[INPUT DATA]:
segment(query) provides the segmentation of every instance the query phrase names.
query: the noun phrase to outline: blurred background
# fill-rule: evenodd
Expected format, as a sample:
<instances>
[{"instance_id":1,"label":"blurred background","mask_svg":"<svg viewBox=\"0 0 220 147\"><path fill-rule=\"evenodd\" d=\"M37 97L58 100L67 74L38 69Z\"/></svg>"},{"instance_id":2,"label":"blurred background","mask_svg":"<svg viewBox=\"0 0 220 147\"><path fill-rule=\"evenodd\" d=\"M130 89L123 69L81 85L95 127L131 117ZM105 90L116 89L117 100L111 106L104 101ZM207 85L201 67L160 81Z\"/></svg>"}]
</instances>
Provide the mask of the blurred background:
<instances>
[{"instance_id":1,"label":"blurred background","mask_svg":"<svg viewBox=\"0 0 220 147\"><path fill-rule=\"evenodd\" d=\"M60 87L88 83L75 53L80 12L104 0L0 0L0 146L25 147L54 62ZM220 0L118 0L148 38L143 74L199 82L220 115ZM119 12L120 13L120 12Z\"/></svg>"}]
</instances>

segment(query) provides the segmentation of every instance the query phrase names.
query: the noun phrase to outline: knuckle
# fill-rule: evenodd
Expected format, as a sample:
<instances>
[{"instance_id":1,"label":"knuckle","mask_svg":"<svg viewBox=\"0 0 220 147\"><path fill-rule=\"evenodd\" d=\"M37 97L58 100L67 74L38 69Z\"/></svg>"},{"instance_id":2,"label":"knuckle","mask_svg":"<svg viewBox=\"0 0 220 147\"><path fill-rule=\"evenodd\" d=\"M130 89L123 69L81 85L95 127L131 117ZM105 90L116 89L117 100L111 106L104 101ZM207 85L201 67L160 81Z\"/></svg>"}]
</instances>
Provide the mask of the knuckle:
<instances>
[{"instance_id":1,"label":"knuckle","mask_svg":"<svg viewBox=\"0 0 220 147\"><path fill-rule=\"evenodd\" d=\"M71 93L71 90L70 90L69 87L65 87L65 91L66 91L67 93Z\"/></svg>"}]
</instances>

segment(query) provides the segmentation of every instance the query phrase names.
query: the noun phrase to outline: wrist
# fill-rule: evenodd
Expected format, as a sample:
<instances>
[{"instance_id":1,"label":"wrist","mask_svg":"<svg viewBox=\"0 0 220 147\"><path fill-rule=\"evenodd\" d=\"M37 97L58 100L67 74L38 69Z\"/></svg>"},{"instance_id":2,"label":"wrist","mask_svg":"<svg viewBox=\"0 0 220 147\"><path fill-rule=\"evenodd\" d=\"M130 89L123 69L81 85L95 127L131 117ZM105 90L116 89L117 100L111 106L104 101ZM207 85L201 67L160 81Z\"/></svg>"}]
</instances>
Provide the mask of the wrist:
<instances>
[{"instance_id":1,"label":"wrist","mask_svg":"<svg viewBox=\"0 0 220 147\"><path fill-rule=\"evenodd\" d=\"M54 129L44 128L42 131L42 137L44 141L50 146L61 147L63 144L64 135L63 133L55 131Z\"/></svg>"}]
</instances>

[WHAT NEEDS TO BE DONE]: Extract each line of the material above that contains the word "wrist", copying the lines in full. Treat the match as case-sensitive.

[EXPECTED OUTPUT]:
query: the noun phrase to outline: wrist
[{"instance_id":1,"label":"wrist","mask_svg":"<svg viewBox=\"0 0 220 147\"><path fill-rule=\"evenodd\" d=\"M37 97L58 100L67 74L38 69Z\"/></svg>"},{"instance_id":2,"label":"wrist","mask_svg":"<svg viewBox=\"0 0 220 147\"><path fill-rule=\"evenodd\" d=\"M130 89L123 69L81 85L95 127L131 117ZM105 90L116 89L117 100L111 106L104 101ZM207 85L201 67L160 81Z\"/></svg>"}]
Provide the mask of the wrist:
[{"instance_id":1,"label":"wrist","mask_svg":"<svg viewBox=\"0 0 220 147\"><path fill-rule=\"evenodd\" d=\"M54 129L44 128L42 131L42 137L44 141L50 146L61 147L63 144L64 135L63 133L55 131Z\"/></svg>"}]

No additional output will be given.